SELECTED TEXT ::
--- START ---
By Jackie Stokes
Vizient Program Services Manager, Pharmacy
The challenges around hiring and retaining quality pharmacy technicians in the workforce today is a fast-growing issue. Recently, Walgreens, CVS and Walmart reduced their pharmacy hours and staffing shortages seem to be everywhere.
And there's a cause for it: Pharmacy technicians are leaving the job for roles that pay more and are less challenging, and pharmacists are taking on those added technician responsibilities, leading to increased burnout.
According to the American Society of Health-System Pharmacists (ASHP) Pharmacy Technicians Shortage Survey Findings, 97% of health system pharmacy administrators reported increasing the use of overtime to fill shifts, and 89% reported using pharmacists to fill pharmacy technician shifts or perform technician activities. Neither of these options is financially feasible. Pharmacists need to have the time and flexibility to focus on clinical efficacy and outcomes instead of preparing sterile medications or managing inventory and purchasing – responsibilities technicians manage and bring value to, far beyond the current salary they receive. So, this begs the question: How do we recruit, train and retain pharmacy technicians so we can allow pharmacists to focus on the job they spent years training to do?
The answer is clear: Pay pharmacy technicians a higher salary.
Becker's Hospital Review recently published a report detailing the annual pharmacy technician salary at $36,740, showing it to be the sixth lowest in a hospital. Technicians in other healthcare roles, such as medical records and health information technicians or clinical laboratory technicians, appear to fare better in income than pharmacy technicians. ASHP's survey findings also noted that while the majority of technicians state that their motivating factor for choosing the profession is the desire to help patients, 75% state that an increase is pay would be a deciding factor when it comes to retention.
Paying technicians a higher salary that more accurately reflects the responsibilities they perform could save healthcare organizations money in the long run by not having to continually recruit and train new technicians or burnt-out pharmacists. It's a win-win-win scenario: The pharmacy technician is paid more, the pharmacist is less burnt out and the hospitals save financially.
Additionally, while low technician pay is the primary concern, there's a growing sentiment that the role and responsibilities of pharmacy technicians also need to expand and evolve into a more defined career pathway that requires formal training and education and increases the overall salary potential for the position.
One evolving solution is the development of new workforce training tools. ASHP recently launched a pharmacy technician training program to bridge the professional development and training gaps contributing to the current nationwide shortage of pharmacy technicians. Here at Vizient, we've also launched a tool to help train entry-level technicians as well as provide competency modules to train them in the clean room on sterile and non-sterile compounding. These training tools save precious time by freeing up hospital staff who would otherwise need to train new technicians.
--- END ---
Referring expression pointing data
--- START ---
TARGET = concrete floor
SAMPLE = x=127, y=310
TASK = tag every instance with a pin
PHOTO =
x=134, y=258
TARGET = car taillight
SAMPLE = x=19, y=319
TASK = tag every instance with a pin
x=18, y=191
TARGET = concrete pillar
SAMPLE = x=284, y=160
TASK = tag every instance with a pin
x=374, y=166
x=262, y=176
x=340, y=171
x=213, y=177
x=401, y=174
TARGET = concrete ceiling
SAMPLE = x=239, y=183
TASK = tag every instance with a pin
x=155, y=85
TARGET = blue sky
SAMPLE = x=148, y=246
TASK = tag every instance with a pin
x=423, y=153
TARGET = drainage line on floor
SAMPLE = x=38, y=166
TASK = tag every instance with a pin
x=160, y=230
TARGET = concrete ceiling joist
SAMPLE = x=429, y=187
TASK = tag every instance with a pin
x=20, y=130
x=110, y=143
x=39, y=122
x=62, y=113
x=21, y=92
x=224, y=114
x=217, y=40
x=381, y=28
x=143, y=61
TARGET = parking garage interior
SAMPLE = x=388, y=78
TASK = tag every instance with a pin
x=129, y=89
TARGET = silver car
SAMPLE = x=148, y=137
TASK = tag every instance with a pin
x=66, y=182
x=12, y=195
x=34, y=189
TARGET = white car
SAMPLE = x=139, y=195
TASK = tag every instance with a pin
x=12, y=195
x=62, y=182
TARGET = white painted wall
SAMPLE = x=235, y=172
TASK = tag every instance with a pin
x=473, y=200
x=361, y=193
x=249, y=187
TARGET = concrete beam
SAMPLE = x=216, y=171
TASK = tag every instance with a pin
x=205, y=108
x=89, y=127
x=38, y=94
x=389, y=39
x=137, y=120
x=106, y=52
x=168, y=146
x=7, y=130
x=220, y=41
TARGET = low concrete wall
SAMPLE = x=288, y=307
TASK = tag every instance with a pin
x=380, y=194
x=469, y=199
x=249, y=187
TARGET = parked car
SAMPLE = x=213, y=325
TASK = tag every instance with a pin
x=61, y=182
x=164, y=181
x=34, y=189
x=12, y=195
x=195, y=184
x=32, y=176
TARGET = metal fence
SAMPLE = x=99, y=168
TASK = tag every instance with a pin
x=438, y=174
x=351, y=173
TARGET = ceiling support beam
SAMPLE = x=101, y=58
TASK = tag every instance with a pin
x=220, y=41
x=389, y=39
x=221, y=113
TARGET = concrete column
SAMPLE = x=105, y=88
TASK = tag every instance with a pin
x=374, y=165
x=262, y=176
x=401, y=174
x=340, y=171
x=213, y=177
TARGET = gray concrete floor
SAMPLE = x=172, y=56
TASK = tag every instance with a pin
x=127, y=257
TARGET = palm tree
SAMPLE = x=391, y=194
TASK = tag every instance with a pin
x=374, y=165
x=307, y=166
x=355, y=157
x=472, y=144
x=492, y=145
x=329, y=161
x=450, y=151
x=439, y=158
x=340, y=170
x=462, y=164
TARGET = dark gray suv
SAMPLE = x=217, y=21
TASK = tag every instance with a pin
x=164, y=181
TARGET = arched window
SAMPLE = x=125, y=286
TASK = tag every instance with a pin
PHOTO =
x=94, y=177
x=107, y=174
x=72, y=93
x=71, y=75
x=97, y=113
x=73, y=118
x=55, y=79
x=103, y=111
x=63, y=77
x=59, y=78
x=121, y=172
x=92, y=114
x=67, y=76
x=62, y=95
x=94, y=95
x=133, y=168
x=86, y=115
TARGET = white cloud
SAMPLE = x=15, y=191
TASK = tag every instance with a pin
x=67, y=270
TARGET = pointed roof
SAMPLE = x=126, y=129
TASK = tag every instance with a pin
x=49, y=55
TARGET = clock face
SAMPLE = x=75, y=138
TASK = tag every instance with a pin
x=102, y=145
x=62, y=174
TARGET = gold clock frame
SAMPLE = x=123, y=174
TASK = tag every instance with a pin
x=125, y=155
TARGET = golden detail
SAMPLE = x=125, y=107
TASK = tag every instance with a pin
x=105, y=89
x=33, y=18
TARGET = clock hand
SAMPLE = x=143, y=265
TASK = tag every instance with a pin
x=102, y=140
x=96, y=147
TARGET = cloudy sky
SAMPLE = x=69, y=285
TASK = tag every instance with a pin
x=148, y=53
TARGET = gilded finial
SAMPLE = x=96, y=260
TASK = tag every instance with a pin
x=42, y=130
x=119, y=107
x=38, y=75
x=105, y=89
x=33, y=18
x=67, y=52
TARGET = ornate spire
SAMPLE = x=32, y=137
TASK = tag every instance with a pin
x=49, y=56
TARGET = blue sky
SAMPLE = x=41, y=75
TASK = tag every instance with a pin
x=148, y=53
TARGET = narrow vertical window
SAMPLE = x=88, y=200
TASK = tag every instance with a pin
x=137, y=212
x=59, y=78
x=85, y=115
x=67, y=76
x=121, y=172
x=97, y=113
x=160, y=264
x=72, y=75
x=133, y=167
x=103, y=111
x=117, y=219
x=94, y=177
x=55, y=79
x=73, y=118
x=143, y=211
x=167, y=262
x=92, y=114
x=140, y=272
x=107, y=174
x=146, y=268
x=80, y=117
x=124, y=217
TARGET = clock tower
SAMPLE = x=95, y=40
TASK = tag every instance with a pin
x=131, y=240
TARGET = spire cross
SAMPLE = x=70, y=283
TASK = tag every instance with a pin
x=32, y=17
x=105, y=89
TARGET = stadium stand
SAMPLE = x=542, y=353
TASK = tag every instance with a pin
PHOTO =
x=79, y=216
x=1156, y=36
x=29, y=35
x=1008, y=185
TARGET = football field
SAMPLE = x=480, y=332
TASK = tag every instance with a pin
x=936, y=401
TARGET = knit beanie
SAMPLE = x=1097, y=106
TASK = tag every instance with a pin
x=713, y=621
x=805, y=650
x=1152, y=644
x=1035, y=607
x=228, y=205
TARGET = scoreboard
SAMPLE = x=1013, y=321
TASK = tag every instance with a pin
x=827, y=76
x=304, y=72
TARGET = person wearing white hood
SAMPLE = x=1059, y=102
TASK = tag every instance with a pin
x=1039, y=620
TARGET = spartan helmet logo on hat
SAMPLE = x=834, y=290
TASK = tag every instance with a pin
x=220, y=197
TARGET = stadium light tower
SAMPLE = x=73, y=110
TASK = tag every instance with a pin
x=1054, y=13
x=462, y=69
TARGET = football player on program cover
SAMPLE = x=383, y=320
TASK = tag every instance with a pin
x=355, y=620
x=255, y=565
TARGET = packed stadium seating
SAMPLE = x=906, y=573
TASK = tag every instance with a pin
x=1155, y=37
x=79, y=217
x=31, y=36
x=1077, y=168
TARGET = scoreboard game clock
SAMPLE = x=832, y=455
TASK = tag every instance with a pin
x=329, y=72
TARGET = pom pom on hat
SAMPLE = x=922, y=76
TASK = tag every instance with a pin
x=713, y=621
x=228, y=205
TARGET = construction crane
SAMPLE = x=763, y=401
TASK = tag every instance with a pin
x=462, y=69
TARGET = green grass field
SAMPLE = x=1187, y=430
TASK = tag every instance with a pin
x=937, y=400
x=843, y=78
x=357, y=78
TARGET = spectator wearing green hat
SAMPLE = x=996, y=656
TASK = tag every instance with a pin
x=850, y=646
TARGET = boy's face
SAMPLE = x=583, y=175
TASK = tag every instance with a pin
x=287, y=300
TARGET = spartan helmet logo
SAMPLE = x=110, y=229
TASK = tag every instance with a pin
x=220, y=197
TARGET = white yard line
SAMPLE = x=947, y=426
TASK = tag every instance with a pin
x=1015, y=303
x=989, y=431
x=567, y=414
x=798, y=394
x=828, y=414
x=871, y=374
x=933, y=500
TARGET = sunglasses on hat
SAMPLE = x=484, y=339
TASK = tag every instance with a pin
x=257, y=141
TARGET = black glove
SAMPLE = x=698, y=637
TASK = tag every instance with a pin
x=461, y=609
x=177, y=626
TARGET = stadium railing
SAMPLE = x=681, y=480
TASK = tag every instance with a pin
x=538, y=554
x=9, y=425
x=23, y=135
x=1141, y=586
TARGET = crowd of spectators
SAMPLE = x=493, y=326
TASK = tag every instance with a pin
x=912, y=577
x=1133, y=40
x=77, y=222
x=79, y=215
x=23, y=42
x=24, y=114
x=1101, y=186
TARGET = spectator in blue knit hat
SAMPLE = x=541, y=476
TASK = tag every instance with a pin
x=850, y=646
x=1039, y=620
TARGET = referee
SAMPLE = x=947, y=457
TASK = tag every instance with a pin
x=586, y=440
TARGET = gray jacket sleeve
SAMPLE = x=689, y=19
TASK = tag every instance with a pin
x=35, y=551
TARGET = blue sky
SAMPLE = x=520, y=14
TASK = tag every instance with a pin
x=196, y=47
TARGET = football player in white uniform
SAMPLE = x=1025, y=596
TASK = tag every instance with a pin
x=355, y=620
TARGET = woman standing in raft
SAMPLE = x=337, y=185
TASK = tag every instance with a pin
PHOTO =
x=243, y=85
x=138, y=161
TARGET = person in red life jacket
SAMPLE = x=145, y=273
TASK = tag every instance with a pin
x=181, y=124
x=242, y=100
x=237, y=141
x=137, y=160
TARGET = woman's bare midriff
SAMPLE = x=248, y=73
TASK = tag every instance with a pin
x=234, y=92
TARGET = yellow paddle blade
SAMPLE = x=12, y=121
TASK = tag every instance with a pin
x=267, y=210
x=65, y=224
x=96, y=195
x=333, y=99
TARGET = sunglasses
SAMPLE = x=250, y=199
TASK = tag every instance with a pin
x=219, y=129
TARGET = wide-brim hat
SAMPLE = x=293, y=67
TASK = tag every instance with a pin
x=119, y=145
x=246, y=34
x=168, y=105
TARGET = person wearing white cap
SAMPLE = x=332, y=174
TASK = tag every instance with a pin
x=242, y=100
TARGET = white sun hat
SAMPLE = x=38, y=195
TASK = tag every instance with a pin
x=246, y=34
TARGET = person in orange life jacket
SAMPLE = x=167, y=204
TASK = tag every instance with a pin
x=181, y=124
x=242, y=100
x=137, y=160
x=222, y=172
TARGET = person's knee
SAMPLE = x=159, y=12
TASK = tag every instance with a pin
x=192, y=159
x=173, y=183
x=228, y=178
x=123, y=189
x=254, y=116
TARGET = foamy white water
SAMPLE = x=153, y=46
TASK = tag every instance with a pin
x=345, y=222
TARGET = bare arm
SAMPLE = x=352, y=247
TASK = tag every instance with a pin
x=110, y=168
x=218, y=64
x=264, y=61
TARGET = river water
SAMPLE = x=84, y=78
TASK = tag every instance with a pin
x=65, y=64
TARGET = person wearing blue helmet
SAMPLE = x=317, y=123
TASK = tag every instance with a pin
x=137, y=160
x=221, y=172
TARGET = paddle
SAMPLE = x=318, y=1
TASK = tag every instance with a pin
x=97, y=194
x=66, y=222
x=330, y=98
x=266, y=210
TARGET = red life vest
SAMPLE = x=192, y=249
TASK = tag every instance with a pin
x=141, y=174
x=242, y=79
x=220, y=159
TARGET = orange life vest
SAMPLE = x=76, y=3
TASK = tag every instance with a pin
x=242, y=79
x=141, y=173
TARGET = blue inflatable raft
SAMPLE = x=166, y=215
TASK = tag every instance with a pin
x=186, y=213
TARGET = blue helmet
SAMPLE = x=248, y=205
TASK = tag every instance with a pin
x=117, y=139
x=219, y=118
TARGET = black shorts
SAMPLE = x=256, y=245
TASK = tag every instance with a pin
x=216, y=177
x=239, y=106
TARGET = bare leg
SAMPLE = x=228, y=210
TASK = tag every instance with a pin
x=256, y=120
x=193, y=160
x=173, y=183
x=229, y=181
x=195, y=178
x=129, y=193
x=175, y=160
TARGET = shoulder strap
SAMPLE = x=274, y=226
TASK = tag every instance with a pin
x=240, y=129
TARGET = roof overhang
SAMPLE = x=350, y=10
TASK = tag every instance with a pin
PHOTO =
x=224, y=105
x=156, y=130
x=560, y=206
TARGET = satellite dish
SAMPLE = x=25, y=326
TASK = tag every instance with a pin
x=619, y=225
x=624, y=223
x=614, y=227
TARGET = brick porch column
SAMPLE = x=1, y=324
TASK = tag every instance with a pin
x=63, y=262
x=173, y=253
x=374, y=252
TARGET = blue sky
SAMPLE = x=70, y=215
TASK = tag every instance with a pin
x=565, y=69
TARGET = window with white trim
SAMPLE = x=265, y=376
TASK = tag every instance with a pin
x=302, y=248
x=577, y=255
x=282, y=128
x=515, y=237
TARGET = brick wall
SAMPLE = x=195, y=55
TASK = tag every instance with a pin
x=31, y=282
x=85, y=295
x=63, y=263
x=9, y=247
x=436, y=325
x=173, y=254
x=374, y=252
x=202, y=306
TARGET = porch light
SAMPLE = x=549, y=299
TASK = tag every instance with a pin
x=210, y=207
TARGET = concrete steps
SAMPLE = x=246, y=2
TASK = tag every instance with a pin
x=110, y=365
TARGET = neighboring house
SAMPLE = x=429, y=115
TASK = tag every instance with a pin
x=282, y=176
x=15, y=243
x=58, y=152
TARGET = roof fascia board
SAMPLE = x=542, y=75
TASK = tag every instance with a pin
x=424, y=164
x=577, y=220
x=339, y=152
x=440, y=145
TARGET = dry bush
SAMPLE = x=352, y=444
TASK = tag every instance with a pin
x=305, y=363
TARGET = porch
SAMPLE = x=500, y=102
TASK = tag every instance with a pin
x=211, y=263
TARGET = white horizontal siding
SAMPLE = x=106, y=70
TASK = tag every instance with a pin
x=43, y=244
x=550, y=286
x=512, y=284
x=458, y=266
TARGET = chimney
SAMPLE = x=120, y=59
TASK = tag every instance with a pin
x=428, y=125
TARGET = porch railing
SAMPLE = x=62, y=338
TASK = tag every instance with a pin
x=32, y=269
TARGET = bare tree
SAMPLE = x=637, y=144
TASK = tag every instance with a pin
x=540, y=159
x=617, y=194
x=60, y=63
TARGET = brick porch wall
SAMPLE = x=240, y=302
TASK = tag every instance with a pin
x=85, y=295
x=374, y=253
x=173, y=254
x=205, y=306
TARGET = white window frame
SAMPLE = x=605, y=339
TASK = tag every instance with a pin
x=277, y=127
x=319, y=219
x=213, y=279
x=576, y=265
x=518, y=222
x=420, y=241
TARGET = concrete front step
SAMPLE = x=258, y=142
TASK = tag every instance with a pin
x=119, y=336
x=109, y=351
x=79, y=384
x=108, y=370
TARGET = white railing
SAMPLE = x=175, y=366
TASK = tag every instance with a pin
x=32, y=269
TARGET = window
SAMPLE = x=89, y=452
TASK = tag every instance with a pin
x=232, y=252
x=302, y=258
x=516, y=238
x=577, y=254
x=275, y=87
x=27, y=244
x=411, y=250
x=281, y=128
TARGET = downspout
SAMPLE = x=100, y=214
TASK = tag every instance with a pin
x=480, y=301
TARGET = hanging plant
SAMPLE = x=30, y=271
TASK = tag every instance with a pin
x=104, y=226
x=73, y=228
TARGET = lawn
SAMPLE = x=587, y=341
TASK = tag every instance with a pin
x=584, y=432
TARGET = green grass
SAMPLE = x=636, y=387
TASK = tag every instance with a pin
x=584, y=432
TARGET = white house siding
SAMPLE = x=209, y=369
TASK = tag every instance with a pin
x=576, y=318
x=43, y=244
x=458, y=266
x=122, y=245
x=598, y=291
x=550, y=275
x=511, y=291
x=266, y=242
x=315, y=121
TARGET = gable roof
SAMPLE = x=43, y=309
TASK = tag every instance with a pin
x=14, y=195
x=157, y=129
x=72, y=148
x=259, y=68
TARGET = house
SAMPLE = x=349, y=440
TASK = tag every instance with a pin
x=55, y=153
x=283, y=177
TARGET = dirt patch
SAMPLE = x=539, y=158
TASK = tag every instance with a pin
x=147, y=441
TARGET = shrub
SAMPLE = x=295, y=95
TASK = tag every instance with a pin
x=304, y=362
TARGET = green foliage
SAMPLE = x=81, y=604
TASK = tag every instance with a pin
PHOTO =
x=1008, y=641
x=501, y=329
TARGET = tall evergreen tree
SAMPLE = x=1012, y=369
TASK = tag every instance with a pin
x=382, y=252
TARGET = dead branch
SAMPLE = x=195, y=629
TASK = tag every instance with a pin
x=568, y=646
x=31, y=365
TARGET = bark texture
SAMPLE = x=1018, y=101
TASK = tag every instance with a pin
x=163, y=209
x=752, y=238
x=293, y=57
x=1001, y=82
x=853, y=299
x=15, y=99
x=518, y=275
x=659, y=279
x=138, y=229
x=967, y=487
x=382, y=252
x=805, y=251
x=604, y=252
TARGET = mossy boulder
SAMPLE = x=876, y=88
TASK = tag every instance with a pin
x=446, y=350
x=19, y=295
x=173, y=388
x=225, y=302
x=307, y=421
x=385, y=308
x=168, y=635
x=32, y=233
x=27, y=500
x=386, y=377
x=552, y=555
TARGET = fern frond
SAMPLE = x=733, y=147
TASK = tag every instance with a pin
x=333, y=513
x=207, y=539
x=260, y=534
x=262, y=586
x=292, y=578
--- END ---
DIRECTIONS FOR THIS TASK :: In the article on pharmacy technician pay, copy the part starting at "Additionally, while low" and ending at "for the position.", switching "career pathway" to "professional track".

ANSWER SECTION ::
Additionally, while low technician pay is the primary concern, there's a growing sentiment that the role and responsibilities of pharmacy technicians also need to expand and evolve into a more defined professional track that requires formal training and education and increases the overall salary potential for the position.